##### PROVIDED ENTRIES

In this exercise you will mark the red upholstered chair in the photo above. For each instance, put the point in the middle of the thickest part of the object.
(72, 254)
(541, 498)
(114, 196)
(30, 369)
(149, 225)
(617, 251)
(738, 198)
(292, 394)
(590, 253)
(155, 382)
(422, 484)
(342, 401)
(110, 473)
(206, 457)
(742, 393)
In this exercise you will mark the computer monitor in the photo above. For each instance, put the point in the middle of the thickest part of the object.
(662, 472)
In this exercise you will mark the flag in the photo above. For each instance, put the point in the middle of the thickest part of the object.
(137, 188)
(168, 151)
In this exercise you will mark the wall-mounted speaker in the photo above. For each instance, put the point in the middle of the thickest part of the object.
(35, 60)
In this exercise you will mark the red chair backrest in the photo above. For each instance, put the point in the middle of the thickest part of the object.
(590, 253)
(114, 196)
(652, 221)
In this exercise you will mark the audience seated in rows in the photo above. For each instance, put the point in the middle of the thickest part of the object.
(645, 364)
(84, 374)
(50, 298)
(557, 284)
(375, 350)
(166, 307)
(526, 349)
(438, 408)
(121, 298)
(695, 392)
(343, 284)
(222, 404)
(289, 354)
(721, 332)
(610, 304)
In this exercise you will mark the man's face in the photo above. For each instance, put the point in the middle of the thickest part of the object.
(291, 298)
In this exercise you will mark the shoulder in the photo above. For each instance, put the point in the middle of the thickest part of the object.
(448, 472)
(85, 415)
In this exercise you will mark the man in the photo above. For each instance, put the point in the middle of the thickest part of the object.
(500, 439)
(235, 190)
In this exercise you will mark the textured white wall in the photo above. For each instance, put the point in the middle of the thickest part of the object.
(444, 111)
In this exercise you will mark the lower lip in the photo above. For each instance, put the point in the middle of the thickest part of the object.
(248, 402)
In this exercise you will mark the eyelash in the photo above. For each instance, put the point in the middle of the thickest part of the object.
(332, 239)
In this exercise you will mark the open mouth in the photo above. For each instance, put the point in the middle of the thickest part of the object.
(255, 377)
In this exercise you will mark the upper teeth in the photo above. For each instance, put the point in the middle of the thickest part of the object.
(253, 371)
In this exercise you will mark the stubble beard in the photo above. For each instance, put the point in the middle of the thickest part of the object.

##########

## TASK OBJECTIVE
Copy out every record above exactly as written.

## SOLUTION TO THIS PROBLEM
In this exercise you will mark the red upholstered chair in the photo above. For each instance, put the point in the middle of the thickest part of the object.
(72, 254)
(541, 498)
(114, 196)
(30, 369)
(149, 225)
(617, 251)
(738, 198)
(292, 394)
(590, 253)
(155, 382)
(422, 484)
(342, 401)
(110, 473)
(206, 457)
(742, 393)
In this exercise you will mark the computer monitor in the photo above. For each instance, put the point in the middle of the thickest part of the object.
(662, 472)
In this exercise you will mark the flag in the photo above. For each instance, put the point in the middle of the thickest part of the object.
(137, 188)
(168, 151)
In this exercise you will mark the wall-mounted speaker in the photo above. For each instance, put the point in the middle of the thickest part of the object.
(35, 60)
In this exercise you will mark the red chair backrest in the photo above. For each instance, put the point in the middle of the thickest part of the object.
(590, 253)
(114, 196)
(652, 221)
In this exercise you will mark the audience seated in rows in the photo above. For each instance, put the point in the middle of the thickest part of the object.
(645, 364)
(84, 374)
(50, 298)
(557, 284)
(375, 350)
(166, 307)
(526, 349)
(438, 408)
(121, 298)
(695, 392)
(343, 284)
(222, 404)
(289, 354)
(721, 332)
(610, 304)
In this exercise you will mark the man's face in the photo above. For each instance, put the point in the middle of the thickest part of the object.
(291, 298)
In this exercise you will mark the shoulder in the photo above. For each instance, put the point in the middle of the thickest part of the object.
(448, 472)
(85, 415)
In this exercise you will mark the man in the photo above. For each instance, put the point in the middle of the thickest part of the object.
(500, 439)
(235, 190)
In this exercise you will mark the textured white wall in the photo above. For each instance, put the point in the middle of the thickest part of the object.
(444, 111)
In this exercise you will mark the lower lip in the photo above. For each instance, put the point in the middle of the thickest part of the object.
(248, 402)
In this exercise you will mark the eyelash in the photo above. For each instance, put the point in the middle of the thickest part of the object.
(332, 239)
In this exercise you will mark the open mouth in the photo above. For each instance, put the point in the middle of the thickest part of the object.
(255, 377)
In this exercise you will mark the upper teeth in the photo above. For each instance, put the point in the middle of the thickest part of the object.
(253, 371)
In this exercise you will mark the stubble beard in the photo above. For each instance, put the point in the middle of the thickest part of the object.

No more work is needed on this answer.